### Records contained in a dataset

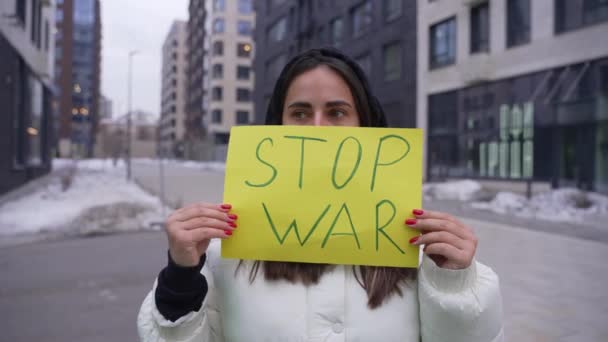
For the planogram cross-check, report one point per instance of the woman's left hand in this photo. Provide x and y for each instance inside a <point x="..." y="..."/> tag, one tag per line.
<point x="450" y="243"/>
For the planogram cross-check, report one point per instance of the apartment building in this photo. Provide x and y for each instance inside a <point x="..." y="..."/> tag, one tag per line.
<point x="379" y="34"/>
<point x="26" y="90"/>
<point x="173" y="92"/>
<point x="515" y="90"/>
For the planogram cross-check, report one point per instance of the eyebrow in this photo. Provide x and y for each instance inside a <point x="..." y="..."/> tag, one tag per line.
<point x="328" y="104"/>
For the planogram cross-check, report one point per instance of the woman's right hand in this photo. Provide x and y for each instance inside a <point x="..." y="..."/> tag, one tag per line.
<point x="190" y="229"/>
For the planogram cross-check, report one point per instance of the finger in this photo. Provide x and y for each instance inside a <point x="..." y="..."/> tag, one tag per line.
<point x="446" y="250"/>
<point x="440" y="237"/>
<point x="427" y="225"/>
<point x="425" y="214"/>
<point x="208" y="222"/>
<point x="199" y="210"/>
<point x="202" y="234"/>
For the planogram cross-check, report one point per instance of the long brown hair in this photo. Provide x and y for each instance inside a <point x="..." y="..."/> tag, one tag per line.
<point x="380" y="283"/>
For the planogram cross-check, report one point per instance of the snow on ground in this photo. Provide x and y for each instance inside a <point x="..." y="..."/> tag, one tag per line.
<point x="99" y="200"/>
<point x="560" y="205"/>
<point x="204" y="166"/>
<point x="461" y="190"/>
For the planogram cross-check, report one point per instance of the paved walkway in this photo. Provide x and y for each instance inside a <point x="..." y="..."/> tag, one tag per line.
<point x="553" y="286"/>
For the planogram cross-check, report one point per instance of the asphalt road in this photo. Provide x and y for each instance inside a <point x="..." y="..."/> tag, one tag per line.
<point x="90" y="289"/>
<point x="77" y="290"/>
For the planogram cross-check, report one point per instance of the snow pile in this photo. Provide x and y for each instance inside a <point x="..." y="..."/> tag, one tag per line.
<point x="95" y="200"/>
<point x="462" y="190"/>
<point x="204" y="166"/>
<point x="561" y="205"/>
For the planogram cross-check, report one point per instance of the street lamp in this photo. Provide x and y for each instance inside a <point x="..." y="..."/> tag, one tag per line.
<point x="129" y="124"/>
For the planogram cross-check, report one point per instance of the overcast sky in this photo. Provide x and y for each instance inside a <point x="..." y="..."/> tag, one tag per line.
<point x="136" y="25"/>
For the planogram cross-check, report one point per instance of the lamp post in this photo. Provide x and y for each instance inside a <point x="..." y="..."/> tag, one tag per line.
<point x="129" y="123"/>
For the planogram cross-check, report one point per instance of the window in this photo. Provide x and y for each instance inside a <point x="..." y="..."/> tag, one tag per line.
<point x="518" y="22"/>
<point x="274" y="67"/>
<point x="243" y="50"/>
<point x="58" y="13"/>
<point x="365" y="62"/>
<point x="321" y="35"/>
<point x="218" y="25"/>
<point x="219" y="5"/>
<point x="242" y="117"/>
<point x="34" y="20"/>
<point x="392" y="62"/>
<point x="244" y="27"/>
<point x="21" y="10"/>
<point x="217" y="94"/>
<point x="443" y="43"/>
<point x="34" y="131"/>
<point x="242" y="72"/>
<point x="278" y="30"/>
<point x="218" y="71"/>
<point x="480" y="28"/>
<point x="336" y="31"/>
<point x="574" y="14"/>
<point x="245" y="7"/>
<point x="362" y="18"/>
<point x="46" y="35"/>
<point x="243" y="94"/>
<point x="274" y="3"/>
<point x="392" y="9"/>
<point x="218" y="48"/>
<point x="216" y="116"/>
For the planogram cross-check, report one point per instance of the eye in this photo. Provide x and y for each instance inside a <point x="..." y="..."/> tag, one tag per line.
<point x="298" y="114"/>
<point x="338" y="113"/>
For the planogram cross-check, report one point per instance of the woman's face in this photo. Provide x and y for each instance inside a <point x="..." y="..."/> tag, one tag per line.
<point x="319" y="97"/>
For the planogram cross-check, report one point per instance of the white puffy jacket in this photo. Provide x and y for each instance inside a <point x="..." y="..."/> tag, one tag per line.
<point x="445" y="305"/>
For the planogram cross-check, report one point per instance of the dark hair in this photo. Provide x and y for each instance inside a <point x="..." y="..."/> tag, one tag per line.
<point x="367" y="105"/>
<point x="379" y="282"/>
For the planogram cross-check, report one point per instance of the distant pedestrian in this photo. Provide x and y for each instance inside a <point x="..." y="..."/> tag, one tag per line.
<point x="201" y="297"/>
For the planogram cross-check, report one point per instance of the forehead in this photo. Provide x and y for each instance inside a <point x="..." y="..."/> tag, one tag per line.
<point x="319" y="84"/>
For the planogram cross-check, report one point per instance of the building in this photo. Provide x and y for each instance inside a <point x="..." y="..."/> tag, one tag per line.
<point x="111" y="136"/>
<point x="26" y="69"/>
<point x="173" y="92"/>
<point x="228" y="85"/>
<point x="196" y="132"/>
<point x="515" y="90"/>
<point x="105" y="108"/>
<point x="380" y="35"/>
<point x="77" y="75"/>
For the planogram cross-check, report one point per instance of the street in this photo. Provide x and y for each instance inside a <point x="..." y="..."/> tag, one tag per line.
<point x="553" y="285"/>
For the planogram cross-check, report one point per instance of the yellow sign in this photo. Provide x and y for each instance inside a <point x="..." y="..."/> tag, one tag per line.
<point x="333" y="195"/>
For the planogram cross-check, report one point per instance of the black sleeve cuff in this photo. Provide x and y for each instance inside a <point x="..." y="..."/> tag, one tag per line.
<point x="180" y="290"/>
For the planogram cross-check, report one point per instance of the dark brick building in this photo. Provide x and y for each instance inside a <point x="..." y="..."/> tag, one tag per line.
<point x="25" y="92"/>
<point x="379" y="34"/>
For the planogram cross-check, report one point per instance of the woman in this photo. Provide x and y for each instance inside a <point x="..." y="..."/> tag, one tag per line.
<point x="201" y="297"/>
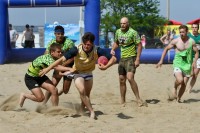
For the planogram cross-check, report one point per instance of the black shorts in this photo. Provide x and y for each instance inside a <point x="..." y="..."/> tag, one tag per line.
<point x="126" y="65"/>
<point x="34" y="82"/>
<point x="64" y="77"/>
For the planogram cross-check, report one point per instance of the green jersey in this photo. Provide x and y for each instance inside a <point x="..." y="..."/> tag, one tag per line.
<point x="127" y="42"/>
<point x="40" y="63"/>
<point x="66" y="45"/>
<point x="197" y="41"/>
<point x="183" y="60"/>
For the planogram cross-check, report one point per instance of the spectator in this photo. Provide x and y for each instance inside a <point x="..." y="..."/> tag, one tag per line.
<point x="13" y="36"/>
<point x="29" y="36"/>
<point x="167" y="38"/>
<point x="143" y="41"/>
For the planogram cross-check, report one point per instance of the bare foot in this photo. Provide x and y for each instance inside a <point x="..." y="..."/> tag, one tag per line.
<point x="93" y="116"/>
<point x="21" y="99"/>
<point x="171" y="96"/>
<point x="189" y="90"/>
<point x="141" y="103"/>
<point x="179" y="100"/>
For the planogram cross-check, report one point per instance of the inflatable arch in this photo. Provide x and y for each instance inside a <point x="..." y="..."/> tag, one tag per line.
<point x="91" y="17"/>
<point x="92" y="22"/>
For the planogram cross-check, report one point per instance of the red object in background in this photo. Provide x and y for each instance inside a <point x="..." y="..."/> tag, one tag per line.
<point x="195" y="21"/>
<point x="173" y="22"/>
<point x="102" y="60"/>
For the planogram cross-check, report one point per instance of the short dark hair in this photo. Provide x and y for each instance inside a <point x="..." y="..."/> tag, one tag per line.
<point x="88" y="36"/>
<point x="196" y="24"/>
<point x="27" y="26"/>
<point x="59" y="28"/>
<point x="183" y="27"/>
<point x="54" y="46"/>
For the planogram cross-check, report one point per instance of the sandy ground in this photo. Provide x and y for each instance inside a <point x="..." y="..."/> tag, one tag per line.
<point x="161" y="116"/>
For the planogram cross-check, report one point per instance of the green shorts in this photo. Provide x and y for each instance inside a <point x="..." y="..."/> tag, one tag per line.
<point x="126" y="65"/>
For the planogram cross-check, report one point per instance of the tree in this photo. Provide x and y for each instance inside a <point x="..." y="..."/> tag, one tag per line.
<point x="143" y="15"/>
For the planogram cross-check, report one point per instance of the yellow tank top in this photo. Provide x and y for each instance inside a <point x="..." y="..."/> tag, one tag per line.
<point x="85" y="62"/>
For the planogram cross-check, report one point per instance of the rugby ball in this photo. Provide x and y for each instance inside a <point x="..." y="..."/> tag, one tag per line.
<point x="102" y="60"/>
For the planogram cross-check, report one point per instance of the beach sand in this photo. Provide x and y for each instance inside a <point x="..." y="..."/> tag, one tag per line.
<point x="161" y="115"/>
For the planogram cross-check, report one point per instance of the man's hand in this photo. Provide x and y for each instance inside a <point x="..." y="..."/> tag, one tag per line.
<point x="102" y="66"/>
<point x="112" y="52"/>
<point x="137" y="63"/>
<point x="43" y="72"/>
<point x="159" y="64"/>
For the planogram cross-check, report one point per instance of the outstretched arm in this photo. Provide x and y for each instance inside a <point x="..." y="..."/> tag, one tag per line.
<point x="139" y="51"/>
<point x="112" y="60"/>
<point x="67" y="56"/>
<point x="56" y="63"/>
<point x="114" y="47"/>
<point x="170" y="46"/>
<point x="196" y="56"/>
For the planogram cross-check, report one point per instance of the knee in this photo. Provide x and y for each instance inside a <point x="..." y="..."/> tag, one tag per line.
<point x="122" y="79"/>
<point x="54" y="91"/>
<point x="180" y="81"/>
<point x="40" y="99"/>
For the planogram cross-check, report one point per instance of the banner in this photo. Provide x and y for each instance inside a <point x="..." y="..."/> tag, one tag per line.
<point x="72" y="31"/>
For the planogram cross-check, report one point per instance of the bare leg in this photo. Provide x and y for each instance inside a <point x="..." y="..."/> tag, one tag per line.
<point x="21" y="99"/>
<point x="134" y="87"/>
<point x="193" y="80"/>
<point x="48" y="85"/>
<point x="182" y="89"/>
<point x="81" y="85"/>
<point x="55" y="80"/>
<point x="37" y="95"/>
<point x="66" y="86"/>
<point x="122" y="81"/>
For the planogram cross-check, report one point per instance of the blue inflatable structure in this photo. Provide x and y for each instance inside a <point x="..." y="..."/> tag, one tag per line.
<point x="91" y="24"/>
<point x="91" y="17"/>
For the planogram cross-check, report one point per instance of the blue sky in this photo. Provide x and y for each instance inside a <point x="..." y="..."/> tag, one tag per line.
<point x="180" y="10"/>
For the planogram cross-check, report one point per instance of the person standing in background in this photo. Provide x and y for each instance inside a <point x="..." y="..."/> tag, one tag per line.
<point x="130" y="45"/>
<point x="33" y="37"/>
<point x="28" y="35"/>
<point x="143" y="41"/>
<point x="167" y="38"/>
<point x="196" y="36"/>
<point x="13" y="36"/>
<point x="183" y="61"/>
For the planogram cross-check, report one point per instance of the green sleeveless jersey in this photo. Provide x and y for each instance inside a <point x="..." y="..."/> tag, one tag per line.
<point x="65" y="46"/>
<point x="197" y="41"/>
<point x="40" y="63"/>
<point x="127" y="42"/>
<point x="183" y="59"/>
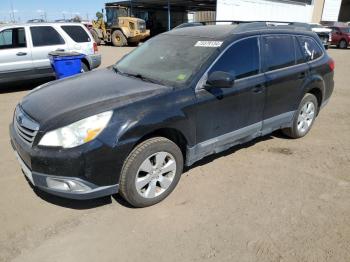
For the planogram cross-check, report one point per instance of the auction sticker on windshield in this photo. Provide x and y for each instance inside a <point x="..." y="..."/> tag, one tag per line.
<point x="209" y="43"/>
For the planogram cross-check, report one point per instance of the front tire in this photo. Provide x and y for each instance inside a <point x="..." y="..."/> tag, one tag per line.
<point x="304" y="117"/>
<point x="151" y="172"/>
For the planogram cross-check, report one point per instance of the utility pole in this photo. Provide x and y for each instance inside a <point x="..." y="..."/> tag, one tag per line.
<point x="12" y="13"/>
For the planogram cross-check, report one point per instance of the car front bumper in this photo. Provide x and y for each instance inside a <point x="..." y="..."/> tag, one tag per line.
<point x="65" y="177"/>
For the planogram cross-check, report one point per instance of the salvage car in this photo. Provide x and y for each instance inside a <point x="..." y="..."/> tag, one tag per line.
<point x="176" y="99"/>
<point x="24" y="49"/>
<point x="341" y="36"/>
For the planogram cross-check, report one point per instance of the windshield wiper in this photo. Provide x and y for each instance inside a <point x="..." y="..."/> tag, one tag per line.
<point x="142" y="77"/>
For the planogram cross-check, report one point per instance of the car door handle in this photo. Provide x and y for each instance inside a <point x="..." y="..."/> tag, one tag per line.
<point x="258" y="89"/>
<point x="302" y="75"/>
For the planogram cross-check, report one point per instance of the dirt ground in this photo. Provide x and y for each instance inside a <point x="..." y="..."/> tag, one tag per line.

### PROBLEM TO WORK ON
Reproduce nothing but the lines from the line containing "the car door" to the last line of the data, each exactly as written.

### ANSWER SPACE
For the planogram cross-check, report one point per instance of the car door handle in this photo. Provide x and y for each instance inside a <point x="..." y="..."/> tag, one tag per line.
<point x="258" y="89"/>
<point x="302" y="75"/>
For the planogram cross-check, report one point per instance of the dirt ground in this photo. Provide x and y for each instance inside a <point x="..." y="..."/> tag, one tag per line.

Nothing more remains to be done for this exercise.